**Given data:**

▽

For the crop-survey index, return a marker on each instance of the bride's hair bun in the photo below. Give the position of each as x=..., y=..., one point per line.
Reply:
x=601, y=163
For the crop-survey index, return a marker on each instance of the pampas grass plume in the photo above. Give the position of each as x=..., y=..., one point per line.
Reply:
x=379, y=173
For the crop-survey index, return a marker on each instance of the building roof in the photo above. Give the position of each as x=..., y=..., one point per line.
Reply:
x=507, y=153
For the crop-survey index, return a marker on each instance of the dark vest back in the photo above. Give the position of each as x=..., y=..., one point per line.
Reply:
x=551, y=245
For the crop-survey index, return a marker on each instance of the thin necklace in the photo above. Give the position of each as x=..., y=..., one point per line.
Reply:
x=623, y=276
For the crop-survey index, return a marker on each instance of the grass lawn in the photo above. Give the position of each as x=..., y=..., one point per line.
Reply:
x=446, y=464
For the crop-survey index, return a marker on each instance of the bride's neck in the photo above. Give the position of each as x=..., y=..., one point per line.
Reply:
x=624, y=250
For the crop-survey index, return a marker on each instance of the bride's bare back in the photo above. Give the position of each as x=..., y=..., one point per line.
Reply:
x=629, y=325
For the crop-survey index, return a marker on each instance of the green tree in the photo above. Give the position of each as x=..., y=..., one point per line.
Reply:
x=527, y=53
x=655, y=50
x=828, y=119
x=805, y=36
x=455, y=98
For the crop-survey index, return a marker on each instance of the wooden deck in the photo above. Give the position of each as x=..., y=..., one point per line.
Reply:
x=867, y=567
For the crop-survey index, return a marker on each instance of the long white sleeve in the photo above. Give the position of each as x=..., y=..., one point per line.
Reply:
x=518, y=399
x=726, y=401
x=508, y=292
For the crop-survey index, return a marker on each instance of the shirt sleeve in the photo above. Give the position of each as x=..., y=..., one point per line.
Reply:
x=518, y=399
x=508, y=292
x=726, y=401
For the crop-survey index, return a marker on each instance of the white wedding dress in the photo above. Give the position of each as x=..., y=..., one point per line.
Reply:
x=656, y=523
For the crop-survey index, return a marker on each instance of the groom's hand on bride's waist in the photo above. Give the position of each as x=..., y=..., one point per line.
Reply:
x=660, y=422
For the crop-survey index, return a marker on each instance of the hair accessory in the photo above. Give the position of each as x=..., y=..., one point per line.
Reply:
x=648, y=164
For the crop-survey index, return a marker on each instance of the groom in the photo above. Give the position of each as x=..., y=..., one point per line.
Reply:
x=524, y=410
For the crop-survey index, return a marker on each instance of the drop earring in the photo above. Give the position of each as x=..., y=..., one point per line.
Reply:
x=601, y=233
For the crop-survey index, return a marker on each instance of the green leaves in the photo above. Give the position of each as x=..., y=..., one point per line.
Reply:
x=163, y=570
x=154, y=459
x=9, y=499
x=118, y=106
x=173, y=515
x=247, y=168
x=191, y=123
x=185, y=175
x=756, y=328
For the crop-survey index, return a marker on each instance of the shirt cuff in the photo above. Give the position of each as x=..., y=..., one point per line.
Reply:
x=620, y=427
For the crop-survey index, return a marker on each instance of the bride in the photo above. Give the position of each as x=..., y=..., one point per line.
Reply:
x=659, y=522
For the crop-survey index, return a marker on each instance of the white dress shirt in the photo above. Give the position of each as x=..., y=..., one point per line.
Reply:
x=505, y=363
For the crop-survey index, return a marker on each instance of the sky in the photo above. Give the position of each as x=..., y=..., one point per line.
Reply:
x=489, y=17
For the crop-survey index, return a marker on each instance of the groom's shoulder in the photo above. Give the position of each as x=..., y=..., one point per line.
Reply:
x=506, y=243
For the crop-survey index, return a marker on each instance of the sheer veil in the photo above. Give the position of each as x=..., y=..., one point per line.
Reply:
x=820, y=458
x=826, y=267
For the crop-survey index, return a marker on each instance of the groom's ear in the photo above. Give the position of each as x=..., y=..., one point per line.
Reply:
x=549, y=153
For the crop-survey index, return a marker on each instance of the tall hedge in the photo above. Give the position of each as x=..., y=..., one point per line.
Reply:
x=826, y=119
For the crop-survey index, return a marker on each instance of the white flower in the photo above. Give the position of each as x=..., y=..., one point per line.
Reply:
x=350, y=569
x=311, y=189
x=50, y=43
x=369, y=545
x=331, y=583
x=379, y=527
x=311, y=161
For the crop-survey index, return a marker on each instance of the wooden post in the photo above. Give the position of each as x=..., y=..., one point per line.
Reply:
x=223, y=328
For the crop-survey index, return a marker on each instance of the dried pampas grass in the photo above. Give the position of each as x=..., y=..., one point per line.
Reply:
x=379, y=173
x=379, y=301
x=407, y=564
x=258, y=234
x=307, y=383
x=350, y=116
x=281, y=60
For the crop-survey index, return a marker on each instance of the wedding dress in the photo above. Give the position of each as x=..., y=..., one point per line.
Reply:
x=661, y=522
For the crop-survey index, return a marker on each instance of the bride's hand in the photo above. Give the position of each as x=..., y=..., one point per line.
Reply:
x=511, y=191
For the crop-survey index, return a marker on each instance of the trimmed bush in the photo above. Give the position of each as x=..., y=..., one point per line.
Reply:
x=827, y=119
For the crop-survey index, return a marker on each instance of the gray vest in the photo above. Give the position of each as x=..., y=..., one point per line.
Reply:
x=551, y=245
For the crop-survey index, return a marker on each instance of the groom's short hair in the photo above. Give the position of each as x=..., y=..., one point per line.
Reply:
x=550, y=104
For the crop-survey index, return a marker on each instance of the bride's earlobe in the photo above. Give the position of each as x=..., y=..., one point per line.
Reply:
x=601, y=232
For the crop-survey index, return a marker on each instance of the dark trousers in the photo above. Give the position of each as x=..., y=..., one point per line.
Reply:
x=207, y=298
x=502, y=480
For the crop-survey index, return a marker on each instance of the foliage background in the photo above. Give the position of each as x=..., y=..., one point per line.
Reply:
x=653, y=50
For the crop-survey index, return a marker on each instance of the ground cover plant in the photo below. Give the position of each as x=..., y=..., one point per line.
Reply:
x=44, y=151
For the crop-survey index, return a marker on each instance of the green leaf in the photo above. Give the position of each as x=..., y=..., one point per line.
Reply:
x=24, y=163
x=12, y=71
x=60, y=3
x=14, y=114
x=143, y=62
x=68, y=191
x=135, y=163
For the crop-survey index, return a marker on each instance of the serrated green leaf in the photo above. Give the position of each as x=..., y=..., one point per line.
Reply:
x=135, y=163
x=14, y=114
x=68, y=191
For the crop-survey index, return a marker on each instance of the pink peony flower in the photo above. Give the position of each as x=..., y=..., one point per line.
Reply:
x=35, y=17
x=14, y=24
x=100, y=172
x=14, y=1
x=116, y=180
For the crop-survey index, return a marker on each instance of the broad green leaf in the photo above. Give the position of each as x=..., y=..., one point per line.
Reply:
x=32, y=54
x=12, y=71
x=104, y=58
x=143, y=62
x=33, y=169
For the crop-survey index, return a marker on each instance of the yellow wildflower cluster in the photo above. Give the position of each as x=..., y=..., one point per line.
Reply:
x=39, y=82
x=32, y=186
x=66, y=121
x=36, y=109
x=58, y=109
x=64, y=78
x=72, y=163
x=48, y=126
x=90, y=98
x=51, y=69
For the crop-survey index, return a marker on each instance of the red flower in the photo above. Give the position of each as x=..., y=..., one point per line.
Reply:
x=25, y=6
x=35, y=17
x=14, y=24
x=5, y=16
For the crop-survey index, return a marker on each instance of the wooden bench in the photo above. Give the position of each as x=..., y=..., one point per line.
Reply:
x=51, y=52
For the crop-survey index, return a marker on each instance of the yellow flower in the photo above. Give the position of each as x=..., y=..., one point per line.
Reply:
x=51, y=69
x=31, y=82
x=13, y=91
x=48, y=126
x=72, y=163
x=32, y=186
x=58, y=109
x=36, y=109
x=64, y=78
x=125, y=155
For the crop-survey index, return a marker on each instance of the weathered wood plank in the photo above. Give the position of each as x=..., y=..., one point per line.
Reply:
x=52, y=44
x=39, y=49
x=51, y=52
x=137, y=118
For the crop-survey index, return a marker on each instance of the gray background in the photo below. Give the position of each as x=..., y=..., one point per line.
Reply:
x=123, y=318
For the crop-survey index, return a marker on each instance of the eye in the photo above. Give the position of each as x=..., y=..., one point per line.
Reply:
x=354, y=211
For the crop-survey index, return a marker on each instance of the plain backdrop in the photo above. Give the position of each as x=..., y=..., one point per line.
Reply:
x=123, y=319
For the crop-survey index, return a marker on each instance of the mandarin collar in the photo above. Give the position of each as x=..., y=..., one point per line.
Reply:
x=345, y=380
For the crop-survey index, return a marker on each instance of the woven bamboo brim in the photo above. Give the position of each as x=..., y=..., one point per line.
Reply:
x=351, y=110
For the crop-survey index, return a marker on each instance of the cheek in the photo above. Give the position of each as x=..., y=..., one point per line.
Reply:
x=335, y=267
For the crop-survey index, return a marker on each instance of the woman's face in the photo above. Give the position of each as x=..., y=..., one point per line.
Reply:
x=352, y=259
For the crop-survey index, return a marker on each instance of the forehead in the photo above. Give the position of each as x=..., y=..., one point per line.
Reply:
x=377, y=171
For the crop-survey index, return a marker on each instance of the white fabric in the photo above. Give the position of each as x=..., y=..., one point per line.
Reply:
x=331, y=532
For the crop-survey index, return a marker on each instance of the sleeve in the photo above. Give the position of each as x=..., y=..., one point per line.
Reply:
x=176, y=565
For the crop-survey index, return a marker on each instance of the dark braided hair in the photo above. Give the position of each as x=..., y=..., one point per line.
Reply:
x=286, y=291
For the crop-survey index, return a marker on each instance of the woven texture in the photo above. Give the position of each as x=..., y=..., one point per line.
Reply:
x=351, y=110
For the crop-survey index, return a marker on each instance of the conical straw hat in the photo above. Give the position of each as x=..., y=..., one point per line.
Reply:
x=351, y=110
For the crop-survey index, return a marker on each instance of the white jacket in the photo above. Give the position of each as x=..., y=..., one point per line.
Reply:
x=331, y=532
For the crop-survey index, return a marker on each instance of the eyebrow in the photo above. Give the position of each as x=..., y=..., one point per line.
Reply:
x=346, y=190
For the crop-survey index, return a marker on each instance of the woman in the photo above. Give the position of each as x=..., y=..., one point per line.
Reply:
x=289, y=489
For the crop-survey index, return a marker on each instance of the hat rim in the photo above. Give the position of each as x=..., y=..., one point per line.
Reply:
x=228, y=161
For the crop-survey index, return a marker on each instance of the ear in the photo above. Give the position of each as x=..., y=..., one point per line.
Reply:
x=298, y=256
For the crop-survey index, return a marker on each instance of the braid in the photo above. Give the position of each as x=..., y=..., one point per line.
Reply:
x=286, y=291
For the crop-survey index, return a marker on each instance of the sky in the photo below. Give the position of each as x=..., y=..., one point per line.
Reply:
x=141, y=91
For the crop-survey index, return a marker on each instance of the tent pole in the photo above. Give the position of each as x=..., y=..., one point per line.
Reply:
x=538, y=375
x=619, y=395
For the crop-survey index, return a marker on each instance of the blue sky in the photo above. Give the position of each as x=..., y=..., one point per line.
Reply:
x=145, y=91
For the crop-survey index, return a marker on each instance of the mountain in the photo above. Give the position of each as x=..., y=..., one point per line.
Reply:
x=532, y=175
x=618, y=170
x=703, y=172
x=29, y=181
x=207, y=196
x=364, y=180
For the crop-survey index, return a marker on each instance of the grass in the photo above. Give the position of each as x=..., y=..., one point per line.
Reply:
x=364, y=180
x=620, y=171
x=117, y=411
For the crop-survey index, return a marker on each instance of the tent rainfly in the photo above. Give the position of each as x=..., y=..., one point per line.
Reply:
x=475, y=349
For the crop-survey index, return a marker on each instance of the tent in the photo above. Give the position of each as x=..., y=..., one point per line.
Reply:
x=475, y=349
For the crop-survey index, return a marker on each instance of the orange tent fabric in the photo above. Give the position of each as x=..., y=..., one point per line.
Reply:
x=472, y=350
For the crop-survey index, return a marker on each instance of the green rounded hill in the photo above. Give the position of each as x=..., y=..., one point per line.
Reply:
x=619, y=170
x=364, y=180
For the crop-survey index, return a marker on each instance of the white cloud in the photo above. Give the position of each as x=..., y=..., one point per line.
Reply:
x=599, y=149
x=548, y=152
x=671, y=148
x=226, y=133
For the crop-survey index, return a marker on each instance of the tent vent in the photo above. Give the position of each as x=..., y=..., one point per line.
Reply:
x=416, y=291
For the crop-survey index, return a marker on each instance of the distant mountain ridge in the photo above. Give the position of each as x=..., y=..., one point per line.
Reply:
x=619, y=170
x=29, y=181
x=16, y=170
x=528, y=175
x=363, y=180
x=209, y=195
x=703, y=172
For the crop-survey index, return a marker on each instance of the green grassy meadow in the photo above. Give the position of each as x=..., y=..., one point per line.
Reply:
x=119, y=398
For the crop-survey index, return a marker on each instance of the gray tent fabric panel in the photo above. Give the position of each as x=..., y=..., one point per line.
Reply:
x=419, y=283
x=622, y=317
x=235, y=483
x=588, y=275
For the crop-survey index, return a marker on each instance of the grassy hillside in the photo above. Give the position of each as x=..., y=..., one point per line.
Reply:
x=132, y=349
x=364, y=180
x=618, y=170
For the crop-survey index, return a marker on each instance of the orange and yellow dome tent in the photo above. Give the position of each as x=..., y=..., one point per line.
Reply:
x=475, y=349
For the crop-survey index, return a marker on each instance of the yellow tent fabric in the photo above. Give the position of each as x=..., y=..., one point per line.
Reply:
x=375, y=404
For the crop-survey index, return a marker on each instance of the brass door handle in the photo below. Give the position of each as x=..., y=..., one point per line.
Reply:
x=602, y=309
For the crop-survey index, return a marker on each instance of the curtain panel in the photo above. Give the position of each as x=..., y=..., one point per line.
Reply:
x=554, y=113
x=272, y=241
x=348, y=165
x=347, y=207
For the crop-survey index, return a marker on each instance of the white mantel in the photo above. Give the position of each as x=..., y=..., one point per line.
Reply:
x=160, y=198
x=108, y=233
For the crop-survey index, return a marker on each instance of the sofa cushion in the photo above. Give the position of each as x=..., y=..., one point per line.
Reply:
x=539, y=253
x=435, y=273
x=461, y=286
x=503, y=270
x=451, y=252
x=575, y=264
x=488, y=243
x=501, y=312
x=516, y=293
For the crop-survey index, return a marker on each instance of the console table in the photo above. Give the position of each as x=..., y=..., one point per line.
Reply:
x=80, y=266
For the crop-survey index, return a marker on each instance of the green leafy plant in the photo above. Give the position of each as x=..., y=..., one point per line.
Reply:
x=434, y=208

△

Lay out the records from the line with "of the braid" up to and including the line with "x=117, y=411" as a two-column CSV with the headers text and answer. Give each its own row, with the text and its answer each in one quoted field and line breaks turned into spaces.

**Exercise solution:**
text,answer
"For the crop-survey index, return a marker on each instance of the braid in the photo above. Give the position of each as x=..., y=..., one point per line. Reply:","x=286, y=291"
"For the crop-survey index, return a marker on each instance of the sky in the photo below. Give the position of each as x=..., y=..., one point per line. Reply:","x=141, y=91"
"For the crop-survey index, return a marker on each instance of the tent pole in the photo above. Give the position of each as x=..., y=..., one point per line. Reply:","x=538, y=375 x=619, y=395"
"For the crop-survey index, return a marker on each instance of the blue sky in the photo above. Give the position of each as x=..., y=..., one point per line. Reply:","x=145, y=91"
"For the crop-survey index, return a marker on each instance of the mountain in the photo above. Give the position of each as x=..., y=..., one point per line. Reply:","x=532, y=175 x=618, y=170 x=703, y=172 x=29, y=181 x=207, y=196 x=364, y=180"
"For the crop-survey index, return a marker on each instance of the grass in the photo above. Give the position of each as x=..., y=..., one point per line. Reply:","x=364, y=180 x=620, y=171 x=117, y=411"